Data extracted from a collection:

#####

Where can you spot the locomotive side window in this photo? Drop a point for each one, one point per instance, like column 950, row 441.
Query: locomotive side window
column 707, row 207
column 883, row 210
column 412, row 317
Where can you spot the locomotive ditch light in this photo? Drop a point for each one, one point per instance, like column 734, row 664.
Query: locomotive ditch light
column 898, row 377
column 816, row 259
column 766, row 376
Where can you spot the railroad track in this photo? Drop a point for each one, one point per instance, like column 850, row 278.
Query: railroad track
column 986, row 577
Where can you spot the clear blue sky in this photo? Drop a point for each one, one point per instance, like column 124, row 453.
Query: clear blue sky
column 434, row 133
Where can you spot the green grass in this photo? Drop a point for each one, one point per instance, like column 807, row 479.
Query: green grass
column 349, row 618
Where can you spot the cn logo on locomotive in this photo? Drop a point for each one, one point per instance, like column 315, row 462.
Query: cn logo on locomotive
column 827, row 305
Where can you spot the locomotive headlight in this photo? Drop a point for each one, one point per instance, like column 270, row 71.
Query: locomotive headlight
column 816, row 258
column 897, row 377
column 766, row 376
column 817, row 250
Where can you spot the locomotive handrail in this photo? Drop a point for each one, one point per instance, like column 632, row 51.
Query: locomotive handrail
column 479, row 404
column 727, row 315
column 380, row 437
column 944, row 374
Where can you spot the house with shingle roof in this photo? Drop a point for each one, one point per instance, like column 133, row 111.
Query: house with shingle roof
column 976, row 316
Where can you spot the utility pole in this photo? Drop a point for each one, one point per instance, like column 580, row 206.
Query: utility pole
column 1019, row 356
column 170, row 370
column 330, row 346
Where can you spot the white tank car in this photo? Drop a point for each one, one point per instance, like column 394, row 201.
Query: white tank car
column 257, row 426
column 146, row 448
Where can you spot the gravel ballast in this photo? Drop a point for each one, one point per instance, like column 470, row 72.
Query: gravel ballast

#####

● **YOUR OBJECTIVE**: Send back each record exactly, and include them all.

● **WRITTEN REPLY**:
Where can you spot the locomotive side window in this photo? Drop a point for each one, one point per instance, like column 950, row 441.
Query: locomotive side window
column 707, row 207
column 883, row 210
column 412, row 317
Where can you spot the locomotive ditch light in this photo? Drop a point for each one, one point per instance, like column 734, row 664.
Query: locomotive ditch light
column 898, row 377
column 816, row 259
column 766, row 376
Where can you spot the railroad track in this photo? Drop a point for each one, one point per instance, like column 850, row 278.
Query: railroad track
column 986, row 577
Where can you spot the clear blue sky in this photo? Drop a point for each one, one point per instance, like column 124, row 453.
Query: clear blue sky
column 434, row 133
Where can you spot the green grass in this photo? Drop a point for each one, one point per instance, like column 807, row 479.
Query: green grass
column 349, row 618
Where can you spot the cn logo on locomotive in this photo? Drop a point for each one, one point per instance, like column 315, row 462.
Query: cn logo on locomotive
column 827, row 305
Where can you spot the locomotive headlight in this photo? Drop a point for each one, one point per instance, like column 270, row 71.
Query: locomotive headlight
column 816, row 258
column 897, row 377
column 766, row 376
column 817, row 250
Where can you spot the locomotive handrail in this photo? Drop a point for each one, one point per instance, like column 632, row 51.
Query: locomotive handrail
column 479, row 404
column 727, row 315
column 380, row 437
column 944, row 374
Where can you spot the house with shingle roof in this photo? Drop a point for each one, one point per instance, like column 133, row 111.
Query: house with shingle roof
column 976, row 316
Where can you spot the utility pole in this photo? Drop a point for each one, one point per instance, like column 580, row 206.
Query: utility pole
column 1019, row 356
column 170, row 370
column 330, row 346
Where can you spot the white tank car in this photo? Drop a point for each one, one point per instance, like column 394, row 201.
Query: white tank car
column 257, row 426
column 146, row 448
Where can you spot the gravel ballast in this photo? Drop a point for each one, one point per instance, like column 470, row 72.
Query: gravel ballast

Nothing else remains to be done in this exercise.